[Dataset items]

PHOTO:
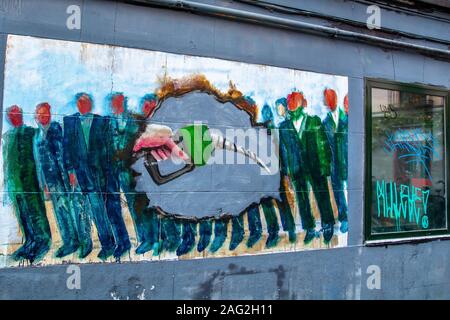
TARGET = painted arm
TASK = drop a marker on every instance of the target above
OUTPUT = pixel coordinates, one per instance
(151, 165)
(5, 146)
(59, 155)
(156, 144)
(40, 174)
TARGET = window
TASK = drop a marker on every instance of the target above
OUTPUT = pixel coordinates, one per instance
(406, 165)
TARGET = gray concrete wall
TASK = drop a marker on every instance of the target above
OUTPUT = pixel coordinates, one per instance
(407, 271)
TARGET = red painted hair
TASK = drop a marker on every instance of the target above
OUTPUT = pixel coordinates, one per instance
(15, 117)
(43, 113)
(330, 99)
(295, 100)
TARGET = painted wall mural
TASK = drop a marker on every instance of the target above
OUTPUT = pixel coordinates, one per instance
(117, 154)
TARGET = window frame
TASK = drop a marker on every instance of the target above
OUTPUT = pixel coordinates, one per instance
(401, 236)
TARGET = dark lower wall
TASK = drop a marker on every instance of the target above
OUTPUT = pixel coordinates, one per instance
(407, 271)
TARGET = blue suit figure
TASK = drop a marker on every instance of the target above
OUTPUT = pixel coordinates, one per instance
(85, 155)
(336, 128)
(111, 171)
(48, 150)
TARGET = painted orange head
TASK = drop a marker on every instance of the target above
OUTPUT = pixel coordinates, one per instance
(330, 99)
(15, 116)
(346, 104)
(118, 103)
(84, 104)
(43, 114)
(295, 100)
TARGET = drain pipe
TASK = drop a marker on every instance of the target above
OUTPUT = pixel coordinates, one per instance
(267, 20)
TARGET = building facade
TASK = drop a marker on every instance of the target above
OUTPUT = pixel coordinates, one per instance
(332, 114)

▶ EXERCISE: Retype the listing exactly. Pictures do not belong in the copy.

▶ RESPONSE TO THE TASK:
PHOTO:
TARGET = painted arm
TASK = drop a marker on every instance of the target above
OUTPUT = pixel coordinates, one per instance
(151, 165)
(5, 146)
(59, 155)
(156, 144)
(40, 174)
TARGET = window
TASK = drop a marker on every instance of the target above
OUTPUT = pixel coordinates, one per instance
(406, 165)
TARGET = gray concrete wall
TASK = drop a marker on every instance of the target above
OUTPUT = pixel coordinates, one per instance
(407, 271)
TARGET = red painted hair
TASK = drop a marker on every instance of the target above
OUTPUT = pixel coordinates, one per instance
(15, 117)
(43, 113)
(330, 99)
(295, 100)
TARGET = painted wall mural
TASK = drop a marker on every instance of the target above
OUTPUT = pixel coordinates, one per instance
(117, 154)
TARGET = window frame
TASK = drop a marker on every instance of the target above
OUTPUT = pixel coordinates, one per instance
(401, 236)
TARGET = dark lower wall
TASK = drop a marker on every instance of the target above
OUTPUT = pixel coordinates, one per instance
(407, 271)
TARGET = blue suit figure
TASK = drop a marker on every instance of the target above
OUTPUT = pixel coordinates, one per instance
(85, 155)
(336, 128)
(111, 171)
(48, 150)
TARGET = painted orange head
TASK = drop a marker on every instance of the target above
OUTPUT = pixel coordinates, one per instance
(330, 99)
(15, 116)
(346, 104)
(118, 103)
(84, 104)
(43, 114)
(295, 100)
TARGET = drain pipe
TASK = drop a marker on every instance of the target above
OUTPUT = pixel coordinates, one per instance
(267, 20)
TARGET = building facade
TASK = drop a marker on every instance of the target above
OUTPUT = pixel coordinates, one per instance
(332, 114)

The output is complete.